> _SOURCE DOCUMENT_:
::::
# NaiveBayes Classifier

This project is implemntation of naivebayes algorithm for text classification.

A dataset of users comment on an onlion store is given. Our goal is to use naivebayes to analyze their comment's seniment and predict whether the user will recommend that product or not.Steps we are going to take are as follows:<br>
1. Dataset Preparation: The first step is the Dataset Preparation step which includes the process of loading a dataset and performing basic pre-processing. The dataset is then splitted into train and validation sets.
2. Feature Engineering: The next step is the Feature Engineering in which the raw dataset is transformed into flat features which can be used in a machine learning model. This step also includes the process of creating new features from the existing data.
3. Model Training: The final step is the Model Building step in which a machine learning model is trained on a labelled dataset.

In [28]:
import numpy as np
import pandas as pd
from hazm import *
import re
import string
import random
from collections import Counter


A file of stopwords is loaded below for future processings.This file is from Kharazi/Persian-Stopwords[1].

In [77]:
#stop_words = [re.sub(r'\u200c','',line.rstrip('\n')) for line in open('stop_words.txt',mode="r", encoding="utf-8")]
stop_words = stopwords_list()


A train and a test dataset is given from digikala which is a e-commerce company.

In [78]:
test = pd.read_csv('comment_test.csv')
train = pd.read_csv('comment_train.csv')

In [46]:
train

Unnamed: 0,title,comment,recommend
0,زیبا اما کم دوام,با وجود سابقه خوبی که از برند ایرانی نهرین سرا...,not_recommended
1,بسیار عالی,بسیار عالی,recommended
2,سلام,من الان ۳ هفته هست استفاده میکنم\r\nبرای کسایی...,not_recommended
3,به درد نمیخورهههه,عمرش کمه تا یه هفته بیشتر نمیشه استفاده کرد یا...,not_recommended
4,کلمن آب,فکر کنین کلمن بخرین با ذوق. کلی پولشو بدین. به...,not_recommended
...,...,...,...
::::
> _REQUIREMENT 1_:
According to the Naive Bayes classifier write-up, why is the raw dataset transformed into flat features during the Feature Engineering step? Answer in one to three sentences.
> _REQUIREMENT 2_:
Translate this sentence from the Naive Bayes classifier write-up into Spanish: "This step also includes the process of creating new features from the existing data."
> _REQUIREMENT 3_:
Carry the Naive Bayes classifier write-up forward from the point where it stops.

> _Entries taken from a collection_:
::::
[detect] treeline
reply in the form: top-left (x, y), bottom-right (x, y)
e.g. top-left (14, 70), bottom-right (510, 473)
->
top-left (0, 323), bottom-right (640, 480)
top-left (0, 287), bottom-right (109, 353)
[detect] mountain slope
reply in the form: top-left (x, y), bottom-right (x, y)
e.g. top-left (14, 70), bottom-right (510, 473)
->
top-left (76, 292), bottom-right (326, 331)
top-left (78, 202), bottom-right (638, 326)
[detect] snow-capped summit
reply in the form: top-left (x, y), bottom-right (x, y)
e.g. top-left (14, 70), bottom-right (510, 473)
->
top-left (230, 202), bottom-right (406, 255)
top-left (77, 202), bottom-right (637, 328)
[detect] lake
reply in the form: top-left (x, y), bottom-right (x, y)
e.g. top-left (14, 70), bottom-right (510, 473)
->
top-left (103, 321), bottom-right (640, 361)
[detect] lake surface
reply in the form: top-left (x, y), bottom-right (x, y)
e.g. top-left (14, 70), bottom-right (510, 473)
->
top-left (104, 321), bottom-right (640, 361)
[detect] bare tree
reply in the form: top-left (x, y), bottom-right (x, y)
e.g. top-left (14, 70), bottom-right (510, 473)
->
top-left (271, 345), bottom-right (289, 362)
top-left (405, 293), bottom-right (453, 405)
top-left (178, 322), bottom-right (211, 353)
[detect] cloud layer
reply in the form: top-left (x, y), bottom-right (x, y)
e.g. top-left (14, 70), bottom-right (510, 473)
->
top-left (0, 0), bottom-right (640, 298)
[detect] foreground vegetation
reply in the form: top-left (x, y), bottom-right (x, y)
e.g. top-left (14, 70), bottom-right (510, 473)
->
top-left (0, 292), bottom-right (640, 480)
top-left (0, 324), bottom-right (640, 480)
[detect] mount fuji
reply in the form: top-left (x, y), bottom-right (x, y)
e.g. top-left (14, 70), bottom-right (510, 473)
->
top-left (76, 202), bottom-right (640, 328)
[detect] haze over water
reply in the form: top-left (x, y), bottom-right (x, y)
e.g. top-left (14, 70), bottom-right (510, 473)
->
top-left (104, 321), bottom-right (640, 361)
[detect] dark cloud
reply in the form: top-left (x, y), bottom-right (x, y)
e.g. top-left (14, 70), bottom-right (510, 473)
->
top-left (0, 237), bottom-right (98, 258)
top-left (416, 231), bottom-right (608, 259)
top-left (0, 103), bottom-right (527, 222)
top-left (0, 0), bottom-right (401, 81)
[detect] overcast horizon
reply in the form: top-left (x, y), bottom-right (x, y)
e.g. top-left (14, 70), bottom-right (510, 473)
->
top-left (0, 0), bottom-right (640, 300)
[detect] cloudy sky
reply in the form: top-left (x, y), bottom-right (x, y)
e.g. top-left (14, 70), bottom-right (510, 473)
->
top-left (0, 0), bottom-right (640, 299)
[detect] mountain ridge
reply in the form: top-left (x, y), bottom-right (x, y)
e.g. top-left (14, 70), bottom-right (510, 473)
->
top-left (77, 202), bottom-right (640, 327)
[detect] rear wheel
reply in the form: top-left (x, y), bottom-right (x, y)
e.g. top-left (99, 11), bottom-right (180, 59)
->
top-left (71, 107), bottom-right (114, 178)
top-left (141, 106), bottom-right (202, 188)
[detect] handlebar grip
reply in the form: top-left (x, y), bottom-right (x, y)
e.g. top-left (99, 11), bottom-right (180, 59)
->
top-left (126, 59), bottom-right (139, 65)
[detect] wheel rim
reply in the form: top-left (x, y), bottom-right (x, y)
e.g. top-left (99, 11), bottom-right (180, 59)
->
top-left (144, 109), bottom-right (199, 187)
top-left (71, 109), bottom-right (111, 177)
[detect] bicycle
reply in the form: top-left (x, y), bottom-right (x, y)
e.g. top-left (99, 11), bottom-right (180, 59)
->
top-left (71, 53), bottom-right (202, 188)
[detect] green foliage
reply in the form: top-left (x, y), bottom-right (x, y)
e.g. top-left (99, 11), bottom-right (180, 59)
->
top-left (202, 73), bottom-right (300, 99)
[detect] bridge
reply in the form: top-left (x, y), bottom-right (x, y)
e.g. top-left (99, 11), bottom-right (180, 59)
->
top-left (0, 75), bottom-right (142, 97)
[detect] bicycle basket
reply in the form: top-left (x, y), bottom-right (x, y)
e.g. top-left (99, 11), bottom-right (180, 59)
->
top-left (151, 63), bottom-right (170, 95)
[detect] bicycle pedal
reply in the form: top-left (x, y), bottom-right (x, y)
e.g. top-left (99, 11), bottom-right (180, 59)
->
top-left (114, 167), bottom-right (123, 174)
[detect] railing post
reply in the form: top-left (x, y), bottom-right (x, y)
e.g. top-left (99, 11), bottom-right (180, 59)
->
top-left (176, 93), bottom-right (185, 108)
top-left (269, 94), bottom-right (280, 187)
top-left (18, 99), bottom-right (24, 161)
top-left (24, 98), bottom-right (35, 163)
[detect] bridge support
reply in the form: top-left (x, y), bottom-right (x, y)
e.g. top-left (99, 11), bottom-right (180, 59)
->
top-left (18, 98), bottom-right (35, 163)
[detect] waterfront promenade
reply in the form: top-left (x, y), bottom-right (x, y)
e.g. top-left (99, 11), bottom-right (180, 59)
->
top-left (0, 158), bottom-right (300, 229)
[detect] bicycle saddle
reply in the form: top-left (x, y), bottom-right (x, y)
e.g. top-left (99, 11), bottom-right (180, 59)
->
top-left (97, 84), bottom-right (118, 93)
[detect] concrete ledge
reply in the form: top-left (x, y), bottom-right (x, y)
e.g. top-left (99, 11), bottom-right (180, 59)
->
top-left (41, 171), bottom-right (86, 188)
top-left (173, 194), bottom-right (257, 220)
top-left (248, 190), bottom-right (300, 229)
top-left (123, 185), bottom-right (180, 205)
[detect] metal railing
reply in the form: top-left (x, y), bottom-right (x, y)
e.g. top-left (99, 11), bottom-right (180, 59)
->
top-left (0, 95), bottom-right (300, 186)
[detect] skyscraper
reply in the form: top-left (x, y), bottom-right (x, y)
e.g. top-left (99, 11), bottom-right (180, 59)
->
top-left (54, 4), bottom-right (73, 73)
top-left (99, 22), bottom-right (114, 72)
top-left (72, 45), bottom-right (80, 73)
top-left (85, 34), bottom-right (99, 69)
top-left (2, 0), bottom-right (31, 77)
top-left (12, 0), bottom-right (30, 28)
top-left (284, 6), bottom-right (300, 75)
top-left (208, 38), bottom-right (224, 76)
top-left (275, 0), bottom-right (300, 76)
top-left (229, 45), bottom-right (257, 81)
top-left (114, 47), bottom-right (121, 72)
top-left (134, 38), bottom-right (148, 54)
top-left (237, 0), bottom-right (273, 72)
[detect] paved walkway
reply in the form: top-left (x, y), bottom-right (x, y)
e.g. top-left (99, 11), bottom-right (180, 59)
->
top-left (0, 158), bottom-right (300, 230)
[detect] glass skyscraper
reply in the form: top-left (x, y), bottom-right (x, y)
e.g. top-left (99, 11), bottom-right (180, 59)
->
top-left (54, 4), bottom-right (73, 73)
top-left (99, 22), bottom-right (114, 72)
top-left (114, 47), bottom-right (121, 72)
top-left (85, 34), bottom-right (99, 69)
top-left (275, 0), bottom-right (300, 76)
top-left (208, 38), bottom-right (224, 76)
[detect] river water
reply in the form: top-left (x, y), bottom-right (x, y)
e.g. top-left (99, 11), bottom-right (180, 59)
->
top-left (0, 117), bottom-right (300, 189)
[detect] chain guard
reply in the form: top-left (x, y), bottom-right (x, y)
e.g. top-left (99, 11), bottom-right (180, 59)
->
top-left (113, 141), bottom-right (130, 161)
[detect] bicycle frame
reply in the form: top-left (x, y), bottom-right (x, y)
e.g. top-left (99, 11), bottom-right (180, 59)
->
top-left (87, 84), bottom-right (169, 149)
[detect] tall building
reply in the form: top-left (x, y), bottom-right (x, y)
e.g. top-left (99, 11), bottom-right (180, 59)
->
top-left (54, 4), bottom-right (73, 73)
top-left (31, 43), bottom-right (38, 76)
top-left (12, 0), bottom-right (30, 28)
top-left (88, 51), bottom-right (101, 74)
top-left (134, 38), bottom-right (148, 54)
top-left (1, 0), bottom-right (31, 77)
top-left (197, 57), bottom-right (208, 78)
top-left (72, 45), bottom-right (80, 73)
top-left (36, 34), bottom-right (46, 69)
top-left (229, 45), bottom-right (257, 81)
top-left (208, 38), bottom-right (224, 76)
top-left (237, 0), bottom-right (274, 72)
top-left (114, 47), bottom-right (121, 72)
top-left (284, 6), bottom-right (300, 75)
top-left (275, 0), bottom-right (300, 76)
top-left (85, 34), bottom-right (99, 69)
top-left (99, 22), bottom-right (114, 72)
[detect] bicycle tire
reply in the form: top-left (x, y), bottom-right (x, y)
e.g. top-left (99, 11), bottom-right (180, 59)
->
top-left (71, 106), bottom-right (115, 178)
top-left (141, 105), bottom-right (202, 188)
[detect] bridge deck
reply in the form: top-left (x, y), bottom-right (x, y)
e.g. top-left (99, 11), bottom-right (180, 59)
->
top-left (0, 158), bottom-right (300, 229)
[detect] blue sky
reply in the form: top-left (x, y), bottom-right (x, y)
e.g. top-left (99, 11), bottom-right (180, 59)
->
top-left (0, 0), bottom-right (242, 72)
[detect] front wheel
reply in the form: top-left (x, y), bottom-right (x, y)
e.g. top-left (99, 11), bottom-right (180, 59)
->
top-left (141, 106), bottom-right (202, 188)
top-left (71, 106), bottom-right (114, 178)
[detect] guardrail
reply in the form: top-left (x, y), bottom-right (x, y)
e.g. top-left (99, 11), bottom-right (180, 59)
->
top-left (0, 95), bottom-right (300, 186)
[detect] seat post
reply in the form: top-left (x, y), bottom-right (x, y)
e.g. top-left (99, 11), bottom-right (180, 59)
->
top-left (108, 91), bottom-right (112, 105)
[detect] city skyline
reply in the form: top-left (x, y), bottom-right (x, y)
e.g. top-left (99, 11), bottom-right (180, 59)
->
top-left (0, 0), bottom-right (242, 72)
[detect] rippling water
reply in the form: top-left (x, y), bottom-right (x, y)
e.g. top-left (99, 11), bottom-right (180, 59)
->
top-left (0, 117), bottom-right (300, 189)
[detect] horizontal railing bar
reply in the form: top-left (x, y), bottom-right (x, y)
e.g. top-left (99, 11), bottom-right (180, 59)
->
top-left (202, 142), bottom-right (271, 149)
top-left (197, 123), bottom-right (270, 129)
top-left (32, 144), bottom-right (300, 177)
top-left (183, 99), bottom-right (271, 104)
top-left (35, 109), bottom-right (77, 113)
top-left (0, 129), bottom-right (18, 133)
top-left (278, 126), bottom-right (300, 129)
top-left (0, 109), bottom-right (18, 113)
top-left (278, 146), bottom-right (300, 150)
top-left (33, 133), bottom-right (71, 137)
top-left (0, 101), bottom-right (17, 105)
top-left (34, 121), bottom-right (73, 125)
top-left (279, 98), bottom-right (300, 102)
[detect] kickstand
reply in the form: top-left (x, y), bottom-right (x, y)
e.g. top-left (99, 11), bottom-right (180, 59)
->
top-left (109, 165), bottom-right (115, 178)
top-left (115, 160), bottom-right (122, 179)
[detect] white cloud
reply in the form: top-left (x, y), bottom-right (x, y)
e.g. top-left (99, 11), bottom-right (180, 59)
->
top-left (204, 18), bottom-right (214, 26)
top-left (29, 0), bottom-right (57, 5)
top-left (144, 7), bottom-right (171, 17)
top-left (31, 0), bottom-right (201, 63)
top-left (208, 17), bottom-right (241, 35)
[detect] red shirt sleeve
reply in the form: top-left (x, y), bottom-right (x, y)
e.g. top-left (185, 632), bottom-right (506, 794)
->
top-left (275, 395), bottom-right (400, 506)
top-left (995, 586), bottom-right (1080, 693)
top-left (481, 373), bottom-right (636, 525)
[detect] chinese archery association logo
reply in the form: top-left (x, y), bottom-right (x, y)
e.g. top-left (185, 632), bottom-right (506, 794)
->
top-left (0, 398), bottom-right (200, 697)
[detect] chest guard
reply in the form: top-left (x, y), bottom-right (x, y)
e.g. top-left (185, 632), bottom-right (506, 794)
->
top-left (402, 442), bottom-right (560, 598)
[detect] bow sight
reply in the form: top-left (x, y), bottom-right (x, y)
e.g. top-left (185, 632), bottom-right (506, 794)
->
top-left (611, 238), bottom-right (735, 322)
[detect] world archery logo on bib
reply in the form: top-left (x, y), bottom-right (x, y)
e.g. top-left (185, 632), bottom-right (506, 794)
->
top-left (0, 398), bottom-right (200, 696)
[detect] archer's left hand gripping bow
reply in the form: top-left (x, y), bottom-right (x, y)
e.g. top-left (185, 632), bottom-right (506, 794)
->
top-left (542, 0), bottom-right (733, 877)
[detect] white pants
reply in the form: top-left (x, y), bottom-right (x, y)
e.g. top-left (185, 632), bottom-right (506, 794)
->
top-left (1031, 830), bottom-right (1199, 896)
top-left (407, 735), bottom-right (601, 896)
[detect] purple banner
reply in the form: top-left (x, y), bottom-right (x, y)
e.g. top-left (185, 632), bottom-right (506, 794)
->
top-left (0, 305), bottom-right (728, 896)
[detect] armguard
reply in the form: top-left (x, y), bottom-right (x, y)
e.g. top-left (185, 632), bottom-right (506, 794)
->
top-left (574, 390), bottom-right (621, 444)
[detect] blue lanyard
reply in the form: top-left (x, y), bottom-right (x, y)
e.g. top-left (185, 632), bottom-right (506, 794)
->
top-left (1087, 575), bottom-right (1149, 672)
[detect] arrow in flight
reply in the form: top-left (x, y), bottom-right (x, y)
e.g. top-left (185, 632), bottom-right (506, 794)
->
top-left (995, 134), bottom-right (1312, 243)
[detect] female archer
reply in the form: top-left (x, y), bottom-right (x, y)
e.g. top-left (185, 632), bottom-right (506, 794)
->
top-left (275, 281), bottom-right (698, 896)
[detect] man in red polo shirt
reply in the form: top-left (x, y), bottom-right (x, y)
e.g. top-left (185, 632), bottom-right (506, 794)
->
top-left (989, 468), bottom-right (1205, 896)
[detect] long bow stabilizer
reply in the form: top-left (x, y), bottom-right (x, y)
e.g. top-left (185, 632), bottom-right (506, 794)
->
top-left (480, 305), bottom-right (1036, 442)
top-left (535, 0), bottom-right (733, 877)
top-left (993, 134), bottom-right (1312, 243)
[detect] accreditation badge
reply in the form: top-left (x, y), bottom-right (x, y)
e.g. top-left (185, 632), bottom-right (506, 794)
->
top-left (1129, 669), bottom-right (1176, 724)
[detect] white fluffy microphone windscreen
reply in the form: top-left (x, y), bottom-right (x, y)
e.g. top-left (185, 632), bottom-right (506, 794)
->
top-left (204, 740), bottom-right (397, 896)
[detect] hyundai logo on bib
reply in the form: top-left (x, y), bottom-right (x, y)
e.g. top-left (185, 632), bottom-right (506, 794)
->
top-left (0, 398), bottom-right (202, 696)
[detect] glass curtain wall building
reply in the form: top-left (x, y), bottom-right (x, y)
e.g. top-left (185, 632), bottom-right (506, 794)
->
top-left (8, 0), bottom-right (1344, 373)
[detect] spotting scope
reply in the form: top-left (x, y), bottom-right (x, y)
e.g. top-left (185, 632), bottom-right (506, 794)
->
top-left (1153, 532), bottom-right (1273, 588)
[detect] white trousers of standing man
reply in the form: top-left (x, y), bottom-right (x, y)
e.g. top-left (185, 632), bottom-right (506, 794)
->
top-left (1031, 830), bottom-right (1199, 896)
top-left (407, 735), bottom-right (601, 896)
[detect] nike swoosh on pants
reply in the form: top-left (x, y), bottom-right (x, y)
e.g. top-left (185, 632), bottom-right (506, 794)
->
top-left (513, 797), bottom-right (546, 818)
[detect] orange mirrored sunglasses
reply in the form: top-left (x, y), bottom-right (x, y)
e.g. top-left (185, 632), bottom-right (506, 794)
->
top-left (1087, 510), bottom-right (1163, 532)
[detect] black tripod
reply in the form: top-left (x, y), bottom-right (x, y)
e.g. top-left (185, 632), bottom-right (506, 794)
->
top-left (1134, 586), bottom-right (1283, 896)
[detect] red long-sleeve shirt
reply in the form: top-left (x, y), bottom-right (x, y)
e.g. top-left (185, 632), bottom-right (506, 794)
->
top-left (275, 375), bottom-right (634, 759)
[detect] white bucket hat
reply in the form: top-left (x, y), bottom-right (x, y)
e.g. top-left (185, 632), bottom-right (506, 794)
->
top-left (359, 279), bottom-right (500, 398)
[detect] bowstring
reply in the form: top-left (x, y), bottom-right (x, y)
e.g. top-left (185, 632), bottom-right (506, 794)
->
::::
> _EXPECTED ANSWER 1_:
The raw dataset is turned into flat features so that the data can be used in a machine learning model.

> _EXPECTED ANSWER 2_:
Este paso también incluye el proceso de crear nuevas características a partir de los datos existentes.

> _EXPECTED ANSWER 3_:
5995,جنسش عالیه,خیلی جنس پارچش نرم ولطیفه خیلیم جنسش خوبه اما ...,recommended
5996,خرید محصول,سلام.واقعا فکر نمی کردم به این راحتی اصلاح کنم...,recommended
5997,تعریف,من از دیجی کالا خریدم خیلی زود دستم رسید،زیبا،...,recommended
5998,اصلا چای ماچا نیسش,یا شرکت نمیدونسته چای ماچا امپریال چیه یا واقع...,not_recommended


comment column of the dataset is going to be used in future ,for simplicity.<br>
In order to train our classifier, we need to transform our headlines of words into numbers, since algorithms only know how to work with numbers.Below there are two functions one for preprocessing and cleaning the data and the other one to create a list of features in which number of occurance of each word is stored.

In [47]:
def cleanText(text):
    normalizer = Normalizer()
    #stemer = Stemmer()
    #text = stemer.stem(text)
    #lemmantiz = Lemmatizer()
    #text = lemmantiz.lemmatize(text)
    text = normalizer.normalize(text)
    text = re.sub(r'(\u200c)*','',text)
    text = re.sub(r'(\r)*','',text)
    text = re.sub(r'\d+', '', text)
    text = re.sub(r'[A-Za-z]+', '', text)
    text = re.sub(r'[^\w\s]', '', text)
    text = re.sub(r'\s\s*',' ',text)
    for word in stop_words: 
        text = text.replace(' ' + word + ' ', ' ')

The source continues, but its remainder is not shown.